— Start Rows —

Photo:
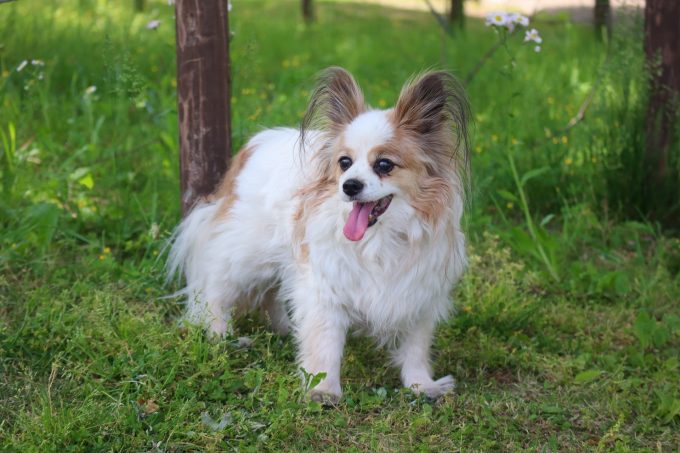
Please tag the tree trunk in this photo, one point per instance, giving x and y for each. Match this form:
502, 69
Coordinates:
457, 13
662, 39
203, 95
602, 18
307, 10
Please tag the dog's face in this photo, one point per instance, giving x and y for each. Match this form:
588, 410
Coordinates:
408, 153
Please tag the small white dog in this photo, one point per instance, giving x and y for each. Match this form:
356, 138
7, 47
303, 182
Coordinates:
352, 224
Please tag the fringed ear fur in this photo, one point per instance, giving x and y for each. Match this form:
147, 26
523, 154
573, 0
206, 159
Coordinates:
336, 101
435, 109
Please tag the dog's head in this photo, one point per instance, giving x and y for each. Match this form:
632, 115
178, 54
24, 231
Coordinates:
415, 152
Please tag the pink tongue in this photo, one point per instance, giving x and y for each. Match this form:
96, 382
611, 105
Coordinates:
357, 222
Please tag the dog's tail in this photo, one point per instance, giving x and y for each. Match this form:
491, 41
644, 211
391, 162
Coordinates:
187, 245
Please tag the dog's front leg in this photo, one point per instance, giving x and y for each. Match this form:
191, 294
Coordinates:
321, 330
413, 356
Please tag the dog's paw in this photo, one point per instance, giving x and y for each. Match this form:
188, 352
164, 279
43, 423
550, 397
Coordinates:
325, 398
435, 389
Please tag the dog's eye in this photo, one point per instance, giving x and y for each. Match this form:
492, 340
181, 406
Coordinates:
345, 162
383, 166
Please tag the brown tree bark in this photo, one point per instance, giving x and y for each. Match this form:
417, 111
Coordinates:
203, 95
307, 10
662, 48
457, 13
602, 18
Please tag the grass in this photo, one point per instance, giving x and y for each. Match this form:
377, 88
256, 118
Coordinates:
567, 329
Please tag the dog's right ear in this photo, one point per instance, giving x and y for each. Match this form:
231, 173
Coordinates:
336, 101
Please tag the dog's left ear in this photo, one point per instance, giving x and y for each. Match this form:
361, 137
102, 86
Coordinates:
432, 104
336, 101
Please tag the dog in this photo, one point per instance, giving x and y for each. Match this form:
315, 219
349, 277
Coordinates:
350, 222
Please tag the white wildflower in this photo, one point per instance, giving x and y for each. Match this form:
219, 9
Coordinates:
153, 24
532, 35
516, 18
499, 19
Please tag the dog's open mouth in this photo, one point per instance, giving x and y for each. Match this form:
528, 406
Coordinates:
363, 216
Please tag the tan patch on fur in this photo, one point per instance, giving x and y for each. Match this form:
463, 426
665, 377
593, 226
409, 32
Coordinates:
311, 197
226, 192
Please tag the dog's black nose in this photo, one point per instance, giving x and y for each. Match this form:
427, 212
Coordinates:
352, 187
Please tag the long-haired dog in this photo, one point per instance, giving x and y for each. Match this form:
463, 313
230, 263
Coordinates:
351, 222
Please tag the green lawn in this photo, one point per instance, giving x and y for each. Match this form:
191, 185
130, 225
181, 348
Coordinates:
567, 332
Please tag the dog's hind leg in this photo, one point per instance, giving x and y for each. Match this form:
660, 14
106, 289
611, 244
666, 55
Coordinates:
276, 313
413, 356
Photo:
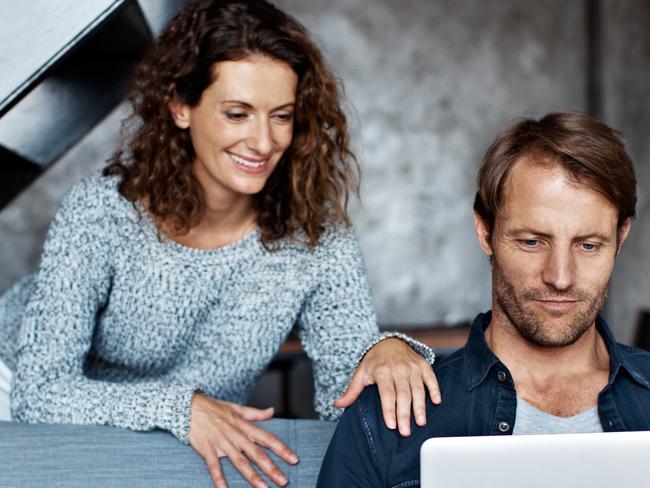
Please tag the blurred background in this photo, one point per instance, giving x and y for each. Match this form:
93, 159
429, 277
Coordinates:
429, 83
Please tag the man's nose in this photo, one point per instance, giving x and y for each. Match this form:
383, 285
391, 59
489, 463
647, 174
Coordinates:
261, 139
559, 269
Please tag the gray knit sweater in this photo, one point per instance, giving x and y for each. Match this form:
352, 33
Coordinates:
120, 328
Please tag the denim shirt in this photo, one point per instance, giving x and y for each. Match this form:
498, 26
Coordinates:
478, 399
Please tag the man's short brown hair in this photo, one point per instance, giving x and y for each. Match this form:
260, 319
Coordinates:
592, 153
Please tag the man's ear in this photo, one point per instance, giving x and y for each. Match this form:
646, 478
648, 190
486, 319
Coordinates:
623, 232
180, 113
483, 232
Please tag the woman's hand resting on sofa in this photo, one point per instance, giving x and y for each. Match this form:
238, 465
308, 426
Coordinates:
219, 428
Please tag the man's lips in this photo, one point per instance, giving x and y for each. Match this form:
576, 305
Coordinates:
557, 304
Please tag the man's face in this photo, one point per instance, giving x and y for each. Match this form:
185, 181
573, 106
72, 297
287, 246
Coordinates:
553, 248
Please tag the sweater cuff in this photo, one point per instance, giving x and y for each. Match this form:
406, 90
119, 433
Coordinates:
422, 349
174, 411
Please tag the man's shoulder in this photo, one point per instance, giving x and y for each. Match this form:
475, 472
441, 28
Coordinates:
636, 357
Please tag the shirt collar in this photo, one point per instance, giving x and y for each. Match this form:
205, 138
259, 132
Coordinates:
618, 357
479, 359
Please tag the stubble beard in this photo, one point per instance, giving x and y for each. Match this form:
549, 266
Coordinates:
531, 324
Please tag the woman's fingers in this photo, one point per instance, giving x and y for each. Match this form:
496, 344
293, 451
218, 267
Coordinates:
419, 407
214, 468
432, 383
352, 392
243, 465
270, 441
403, 389
387, 395
253, 414
218, 428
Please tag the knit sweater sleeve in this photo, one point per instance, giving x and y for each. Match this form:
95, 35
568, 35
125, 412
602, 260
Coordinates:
338, 324
56, 334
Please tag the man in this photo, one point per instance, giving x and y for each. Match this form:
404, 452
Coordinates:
554, 206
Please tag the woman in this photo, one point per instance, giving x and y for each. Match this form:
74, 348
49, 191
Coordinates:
168, 282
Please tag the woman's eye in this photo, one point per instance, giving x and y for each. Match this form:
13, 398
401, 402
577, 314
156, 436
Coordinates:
236, 116
284, 117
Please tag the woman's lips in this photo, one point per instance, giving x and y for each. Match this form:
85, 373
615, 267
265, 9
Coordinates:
248, 165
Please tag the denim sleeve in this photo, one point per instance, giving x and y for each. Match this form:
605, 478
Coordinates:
351, 458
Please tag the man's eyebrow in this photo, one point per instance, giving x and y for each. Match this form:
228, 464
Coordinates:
248, 105
594, 235
529, 230
584, 237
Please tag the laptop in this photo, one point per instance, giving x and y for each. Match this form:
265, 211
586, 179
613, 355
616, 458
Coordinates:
616, 459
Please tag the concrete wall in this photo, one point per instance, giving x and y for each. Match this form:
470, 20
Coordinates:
429, 84
626, 106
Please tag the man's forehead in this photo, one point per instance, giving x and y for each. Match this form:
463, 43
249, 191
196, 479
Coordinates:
545, 197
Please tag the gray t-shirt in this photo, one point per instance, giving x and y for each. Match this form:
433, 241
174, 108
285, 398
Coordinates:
531, 420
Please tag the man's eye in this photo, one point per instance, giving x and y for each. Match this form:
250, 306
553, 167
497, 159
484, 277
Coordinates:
589, 246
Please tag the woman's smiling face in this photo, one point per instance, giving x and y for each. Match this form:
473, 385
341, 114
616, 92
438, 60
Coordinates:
242, 124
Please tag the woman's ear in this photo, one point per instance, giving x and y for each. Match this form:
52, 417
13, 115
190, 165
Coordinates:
483, 232
180, 113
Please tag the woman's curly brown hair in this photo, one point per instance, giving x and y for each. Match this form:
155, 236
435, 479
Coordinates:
311, 185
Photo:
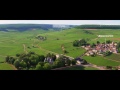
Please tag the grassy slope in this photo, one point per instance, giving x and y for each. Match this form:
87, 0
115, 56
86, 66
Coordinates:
80, 68
100, 61
12, 42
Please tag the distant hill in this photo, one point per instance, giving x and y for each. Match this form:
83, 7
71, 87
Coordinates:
98, 26
24, 27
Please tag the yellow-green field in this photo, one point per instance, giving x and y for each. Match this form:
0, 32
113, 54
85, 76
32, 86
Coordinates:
11, 43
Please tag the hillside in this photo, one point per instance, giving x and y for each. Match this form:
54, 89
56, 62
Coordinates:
24, 27
98, 27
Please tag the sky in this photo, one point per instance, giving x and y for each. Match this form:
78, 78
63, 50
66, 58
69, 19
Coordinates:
67, 22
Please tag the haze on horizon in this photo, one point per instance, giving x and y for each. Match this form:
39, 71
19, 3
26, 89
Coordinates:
65, 22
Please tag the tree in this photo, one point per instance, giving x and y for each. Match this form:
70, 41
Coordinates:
33, 62
41, 63
47, 66
11, 60
68, 62
48, 55
75, 43
60, 63
98, 42
65, 51
73, 62
17, 64
38, 67
7, 58
53, 57
17, 55
108, 41
23, 64
93, 45
41, 58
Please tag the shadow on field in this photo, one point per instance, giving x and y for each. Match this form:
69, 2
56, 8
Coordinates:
75, 68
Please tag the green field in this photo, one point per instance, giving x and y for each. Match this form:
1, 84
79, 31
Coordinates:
80, 68
101, 61
12, 42
115, 57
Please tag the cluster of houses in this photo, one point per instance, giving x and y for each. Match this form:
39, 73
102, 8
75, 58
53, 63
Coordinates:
100, 48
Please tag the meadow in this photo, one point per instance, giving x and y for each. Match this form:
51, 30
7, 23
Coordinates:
12, 42
80, 68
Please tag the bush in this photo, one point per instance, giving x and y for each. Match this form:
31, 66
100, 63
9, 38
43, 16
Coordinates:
39, 67
73, 62
109, 67
47, 66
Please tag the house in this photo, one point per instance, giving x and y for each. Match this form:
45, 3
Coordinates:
48, 59
57, 56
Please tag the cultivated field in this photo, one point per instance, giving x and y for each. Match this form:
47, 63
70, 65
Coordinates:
13, 42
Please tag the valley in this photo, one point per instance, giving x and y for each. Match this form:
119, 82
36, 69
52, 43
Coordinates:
14, 42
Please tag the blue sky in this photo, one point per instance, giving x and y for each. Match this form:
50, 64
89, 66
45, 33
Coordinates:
71, 22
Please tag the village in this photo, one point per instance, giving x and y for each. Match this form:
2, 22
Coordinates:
100, 48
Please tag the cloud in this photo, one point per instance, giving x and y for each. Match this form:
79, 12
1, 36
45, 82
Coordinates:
72, 22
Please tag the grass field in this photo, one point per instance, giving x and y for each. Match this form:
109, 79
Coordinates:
12, 42
80, 68
115, 57
100, 61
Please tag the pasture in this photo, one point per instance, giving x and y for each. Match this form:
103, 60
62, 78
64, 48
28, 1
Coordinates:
80, 68
12, 42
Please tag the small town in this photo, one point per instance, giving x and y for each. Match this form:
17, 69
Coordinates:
99, 49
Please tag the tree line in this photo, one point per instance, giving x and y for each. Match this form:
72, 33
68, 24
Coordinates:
33, 61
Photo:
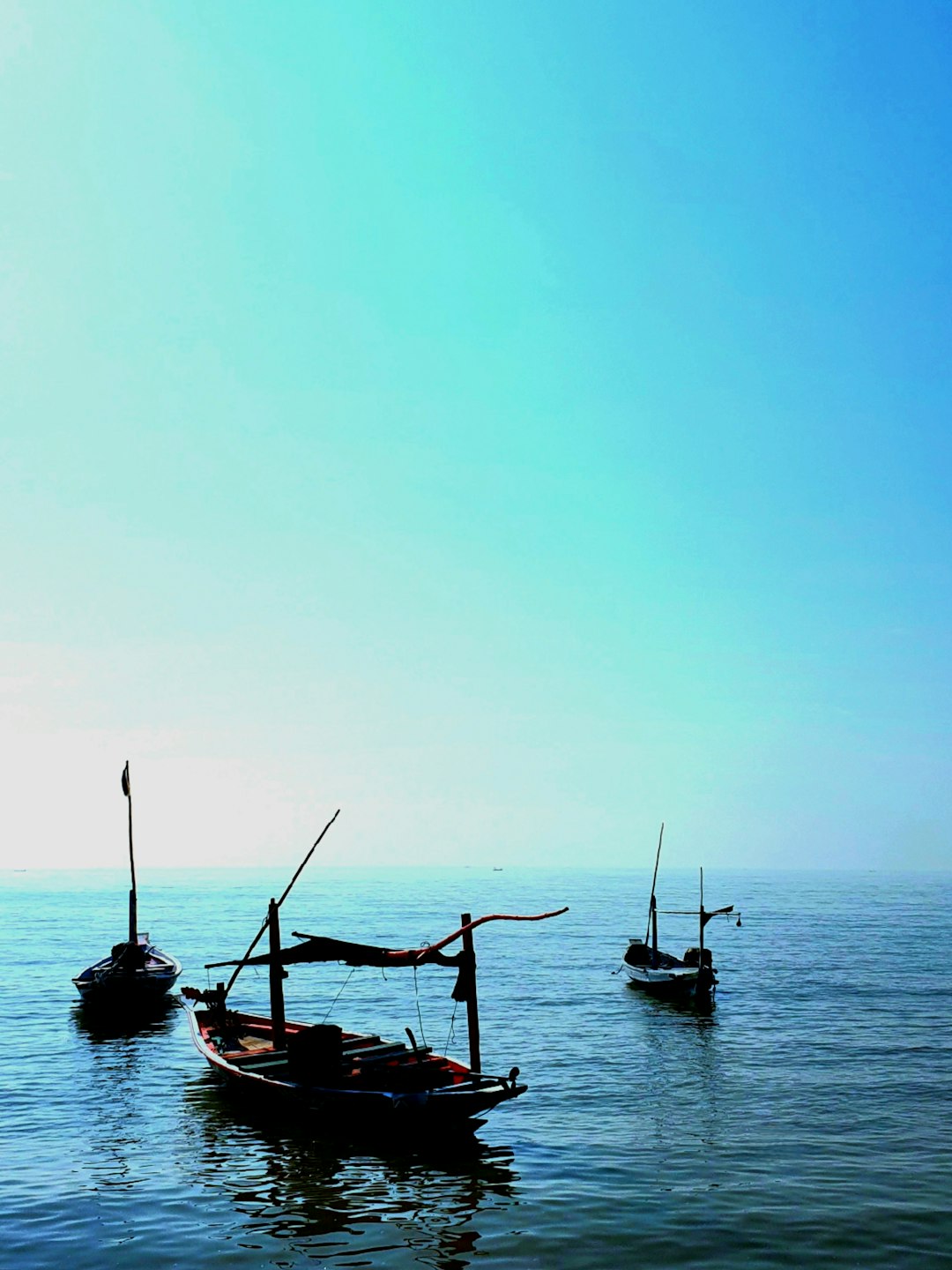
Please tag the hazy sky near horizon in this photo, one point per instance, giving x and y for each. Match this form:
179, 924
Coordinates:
513, 424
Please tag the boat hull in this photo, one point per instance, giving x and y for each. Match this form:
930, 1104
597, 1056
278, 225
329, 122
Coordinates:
108, 984
674, 984
381, 1086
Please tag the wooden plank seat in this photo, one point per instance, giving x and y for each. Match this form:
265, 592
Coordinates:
374, 1053
397, 1053
258, 1058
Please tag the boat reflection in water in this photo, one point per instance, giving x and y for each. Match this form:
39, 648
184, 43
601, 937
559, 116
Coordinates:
331, 1200
149, 1018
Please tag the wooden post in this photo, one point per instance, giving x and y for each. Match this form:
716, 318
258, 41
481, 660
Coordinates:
276, 973
133, 915
703, 923
472, 1010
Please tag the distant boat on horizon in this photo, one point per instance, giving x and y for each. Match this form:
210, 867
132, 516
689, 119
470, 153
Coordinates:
661, 975
136, 973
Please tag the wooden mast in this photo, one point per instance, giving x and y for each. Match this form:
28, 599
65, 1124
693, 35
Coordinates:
276, 975
652, 906
472, 1010
133, 915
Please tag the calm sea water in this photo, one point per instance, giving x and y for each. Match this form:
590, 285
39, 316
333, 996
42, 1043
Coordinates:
807, 1122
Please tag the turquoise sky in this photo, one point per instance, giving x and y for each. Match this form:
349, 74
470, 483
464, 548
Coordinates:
516, 424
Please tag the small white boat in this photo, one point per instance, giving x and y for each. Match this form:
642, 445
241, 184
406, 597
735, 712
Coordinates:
136, 973
132, 975
661, 975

— End Rows —

> **What is asked**: Repeat word for word each line from the one with "Please tag the distant boat" to the end of the records above, inclusive.

> **Reply**:
Please tag the distant boat on horizon in this photo, one point per instance, giving x and y for each. Match this form:
210, 867
132, 516
689, 119
470, 153
Coordinates:
661, 975
136, 973
Please tag the wooden mast in this photo, one point per instance, giving x and y for each. Match this form:
28, 599
65, 1124
693, 35
Coordinates:
276, 975
652, 906
472, 1010
133, 915
Please tag the calm sea water in this photo, one point per instance, giving x and y for each. Match this form:
590, 285
39, 316
333, 996
42, 1043
Coordinates:
807, 1122
Please tag the turquoise sky in this photo, one point per instance, giving x and y for each. Match this form:
349, 74
470, 483
464, 548
Coordinates:
516, 424
Please tag the small white boat in this photo, one point per instance, giving x and y for each. Match this form:
642, 445
241, 184
406, 597
735, 712
Coordinates:
136, 973
132, 975
661, 975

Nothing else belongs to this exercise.